Pull every line containing the word "pier" from the records.

#### The data:
++++++++

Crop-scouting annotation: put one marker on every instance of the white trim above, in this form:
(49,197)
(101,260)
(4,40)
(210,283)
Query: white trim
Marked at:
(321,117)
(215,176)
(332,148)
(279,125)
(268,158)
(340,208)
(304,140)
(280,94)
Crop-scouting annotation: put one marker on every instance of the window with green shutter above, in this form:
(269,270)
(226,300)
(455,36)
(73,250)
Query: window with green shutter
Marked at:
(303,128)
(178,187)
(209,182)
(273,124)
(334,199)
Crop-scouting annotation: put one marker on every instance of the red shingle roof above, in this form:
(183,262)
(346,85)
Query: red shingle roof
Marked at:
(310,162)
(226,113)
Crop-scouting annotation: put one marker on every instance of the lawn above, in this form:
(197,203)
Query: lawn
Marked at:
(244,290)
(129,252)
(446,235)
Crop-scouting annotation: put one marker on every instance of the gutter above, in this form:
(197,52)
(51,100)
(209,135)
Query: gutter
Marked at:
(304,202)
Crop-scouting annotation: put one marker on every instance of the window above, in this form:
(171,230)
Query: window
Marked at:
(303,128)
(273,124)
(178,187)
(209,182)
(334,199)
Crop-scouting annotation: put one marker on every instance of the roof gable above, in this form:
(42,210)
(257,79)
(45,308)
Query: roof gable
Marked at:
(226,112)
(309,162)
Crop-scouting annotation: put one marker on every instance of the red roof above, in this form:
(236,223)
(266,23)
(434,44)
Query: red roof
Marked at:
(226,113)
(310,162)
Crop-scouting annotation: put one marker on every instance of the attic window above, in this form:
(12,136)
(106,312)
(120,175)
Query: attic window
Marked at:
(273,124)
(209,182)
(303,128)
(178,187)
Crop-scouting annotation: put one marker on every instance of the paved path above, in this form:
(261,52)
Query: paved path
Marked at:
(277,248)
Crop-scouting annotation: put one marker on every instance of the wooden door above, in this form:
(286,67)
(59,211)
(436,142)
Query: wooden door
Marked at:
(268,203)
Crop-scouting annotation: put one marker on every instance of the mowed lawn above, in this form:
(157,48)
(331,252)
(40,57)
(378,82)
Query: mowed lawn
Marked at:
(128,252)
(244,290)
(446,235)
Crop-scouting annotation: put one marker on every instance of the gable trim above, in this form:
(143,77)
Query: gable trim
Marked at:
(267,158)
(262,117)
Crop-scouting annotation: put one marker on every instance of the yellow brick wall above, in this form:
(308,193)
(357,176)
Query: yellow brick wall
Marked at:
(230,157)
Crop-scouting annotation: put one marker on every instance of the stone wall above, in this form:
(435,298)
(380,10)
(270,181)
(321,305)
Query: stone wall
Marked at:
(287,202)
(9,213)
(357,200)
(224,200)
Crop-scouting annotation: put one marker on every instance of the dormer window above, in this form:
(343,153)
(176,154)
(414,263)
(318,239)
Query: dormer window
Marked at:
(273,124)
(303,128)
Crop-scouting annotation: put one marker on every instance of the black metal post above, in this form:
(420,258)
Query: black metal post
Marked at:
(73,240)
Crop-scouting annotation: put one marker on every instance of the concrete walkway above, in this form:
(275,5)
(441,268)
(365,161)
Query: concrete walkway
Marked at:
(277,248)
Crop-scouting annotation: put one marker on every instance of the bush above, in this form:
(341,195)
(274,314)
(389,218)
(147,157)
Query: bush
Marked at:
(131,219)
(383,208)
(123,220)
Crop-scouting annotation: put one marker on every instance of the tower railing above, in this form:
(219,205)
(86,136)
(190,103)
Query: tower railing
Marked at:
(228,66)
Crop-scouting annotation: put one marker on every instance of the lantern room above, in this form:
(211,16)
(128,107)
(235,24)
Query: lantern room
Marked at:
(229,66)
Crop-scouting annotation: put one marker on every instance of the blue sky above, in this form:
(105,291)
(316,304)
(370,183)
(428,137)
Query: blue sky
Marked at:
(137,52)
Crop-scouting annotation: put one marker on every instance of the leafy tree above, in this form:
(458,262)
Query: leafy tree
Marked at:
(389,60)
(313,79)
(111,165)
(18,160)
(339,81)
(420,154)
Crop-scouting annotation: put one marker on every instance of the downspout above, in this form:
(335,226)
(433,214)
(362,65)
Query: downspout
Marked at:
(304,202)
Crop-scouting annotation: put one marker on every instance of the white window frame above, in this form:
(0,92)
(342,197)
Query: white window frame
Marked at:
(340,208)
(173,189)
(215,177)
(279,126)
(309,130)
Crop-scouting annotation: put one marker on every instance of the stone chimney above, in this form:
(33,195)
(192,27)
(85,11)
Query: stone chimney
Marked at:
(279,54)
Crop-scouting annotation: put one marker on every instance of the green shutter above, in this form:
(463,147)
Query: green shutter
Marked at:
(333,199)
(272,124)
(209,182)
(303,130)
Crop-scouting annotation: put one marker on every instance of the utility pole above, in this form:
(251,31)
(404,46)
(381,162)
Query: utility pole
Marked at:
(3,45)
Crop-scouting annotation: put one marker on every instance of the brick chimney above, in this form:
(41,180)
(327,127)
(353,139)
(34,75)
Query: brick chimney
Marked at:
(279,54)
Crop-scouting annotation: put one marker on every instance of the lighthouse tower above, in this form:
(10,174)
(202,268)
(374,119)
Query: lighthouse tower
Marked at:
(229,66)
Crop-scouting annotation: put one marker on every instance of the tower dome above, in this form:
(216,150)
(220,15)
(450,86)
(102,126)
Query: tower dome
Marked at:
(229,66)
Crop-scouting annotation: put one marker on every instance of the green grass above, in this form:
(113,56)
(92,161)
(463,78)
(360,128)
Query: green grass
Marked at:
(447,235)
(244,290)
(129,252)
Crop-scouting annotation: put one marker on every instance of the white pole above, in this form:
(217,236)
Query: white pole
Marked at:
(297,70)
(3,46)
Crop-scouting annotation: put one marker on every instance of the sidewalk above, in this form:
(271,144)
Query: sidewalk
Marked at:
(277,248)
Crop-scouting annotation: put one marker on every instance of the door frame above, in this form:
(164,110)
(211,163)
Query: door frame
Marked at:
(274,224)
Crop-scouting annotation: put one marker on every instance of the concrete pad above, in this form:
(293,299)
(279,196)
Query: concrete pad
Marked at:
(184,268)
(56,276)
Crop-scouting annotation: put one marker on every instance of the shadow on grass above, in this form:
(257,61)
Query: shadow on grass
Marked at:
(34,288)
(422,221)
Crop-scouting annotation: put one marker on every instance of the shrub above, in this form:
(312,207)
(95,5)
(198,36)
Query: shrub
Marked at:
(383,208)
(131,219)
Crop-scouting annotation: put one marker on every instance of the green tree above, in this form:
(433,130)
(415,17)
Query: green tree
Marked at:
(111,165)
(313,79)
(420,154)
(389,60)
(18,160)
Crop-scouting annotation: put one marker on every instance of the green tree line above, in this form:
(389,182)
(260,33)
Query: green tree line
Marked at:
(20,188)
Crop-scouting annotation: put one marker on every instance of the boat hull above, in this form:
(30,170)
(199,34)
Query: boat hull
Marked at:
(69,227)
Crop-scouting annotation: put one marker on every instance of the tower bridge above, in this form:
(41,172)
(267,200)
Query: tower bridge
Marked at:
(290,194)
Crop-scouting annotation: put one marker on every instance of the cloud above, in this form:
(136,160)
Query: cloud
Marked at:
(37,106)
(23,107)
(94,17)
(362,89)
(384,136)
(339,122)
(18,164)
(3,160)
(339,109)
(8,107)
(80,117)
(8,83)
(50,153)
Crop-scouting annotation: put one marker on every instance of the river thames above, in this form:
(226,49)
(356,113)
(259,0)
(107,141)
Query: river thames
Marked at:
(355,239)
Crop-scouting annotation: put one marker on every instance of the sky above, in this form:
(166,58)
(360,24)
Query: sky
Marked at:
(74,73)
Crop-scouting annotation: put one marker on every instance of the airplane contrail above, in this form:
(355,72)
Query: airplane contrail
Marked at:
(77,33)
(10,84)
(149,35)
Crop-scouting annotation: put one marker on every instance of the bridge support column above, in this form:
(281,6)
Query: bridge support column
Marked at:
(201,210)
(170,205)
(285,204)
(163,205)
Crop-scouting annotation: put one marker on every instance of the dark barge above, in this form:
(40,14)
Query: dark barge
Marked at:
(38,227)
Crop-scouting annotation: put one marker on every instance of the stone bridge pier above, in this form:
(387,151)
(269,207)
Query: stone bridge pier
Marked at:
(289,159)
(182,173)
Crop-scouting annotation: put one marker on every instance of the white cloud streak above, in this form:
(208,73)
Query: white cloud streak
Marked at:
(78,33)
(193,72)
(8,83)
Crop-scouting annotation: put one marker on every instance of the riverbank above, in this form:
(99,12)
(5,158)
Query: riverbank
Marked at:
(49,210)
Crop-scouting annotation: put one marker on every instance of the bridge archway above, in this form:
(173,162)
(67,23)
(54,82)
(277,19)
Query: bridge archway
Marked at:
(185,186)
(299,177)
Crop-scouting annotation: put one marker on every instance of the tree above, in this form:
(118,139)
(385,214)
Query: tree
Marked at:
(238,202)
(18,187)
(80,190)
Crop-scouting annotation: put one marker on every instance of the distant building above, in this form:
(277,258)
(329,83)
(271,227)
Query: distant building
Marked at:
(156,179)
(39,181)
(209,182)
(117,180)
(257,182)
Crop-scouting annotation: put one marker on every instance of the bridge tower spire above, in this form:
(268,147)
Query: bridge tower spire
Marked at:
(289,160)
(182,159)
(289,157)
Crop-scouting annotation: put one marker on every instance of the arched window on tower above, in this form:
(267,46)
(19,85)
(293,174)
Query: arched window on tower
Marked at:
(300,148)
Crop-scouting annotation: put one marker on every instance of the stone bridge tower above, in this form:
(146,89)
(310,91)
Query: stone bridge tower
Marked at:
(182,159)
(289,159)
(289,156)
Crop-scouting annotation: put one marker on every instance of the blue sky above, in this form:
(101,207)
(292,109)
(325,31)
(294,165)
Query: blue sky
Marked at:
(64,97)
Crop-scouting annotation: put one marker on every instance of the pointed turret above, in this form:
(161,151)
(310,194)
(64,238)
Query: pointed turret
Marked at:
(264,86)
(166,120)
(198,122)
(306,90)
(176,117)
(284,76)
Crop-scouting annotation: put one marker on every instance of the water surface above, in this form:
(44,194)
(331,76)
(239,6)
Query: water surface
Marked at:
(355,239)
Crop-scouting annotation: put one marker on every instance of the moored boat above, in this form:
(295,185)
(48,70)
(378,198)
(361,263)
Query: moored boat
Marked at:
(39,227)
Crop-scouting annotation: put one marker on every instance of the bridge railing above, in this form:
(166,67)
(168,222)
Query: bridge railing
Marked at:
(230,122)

++++++++

#### Exercise result:
Crop-scouting annotation: put one marker on every instance of the stone bridge pier above, in this form:
Query: stone bridge pier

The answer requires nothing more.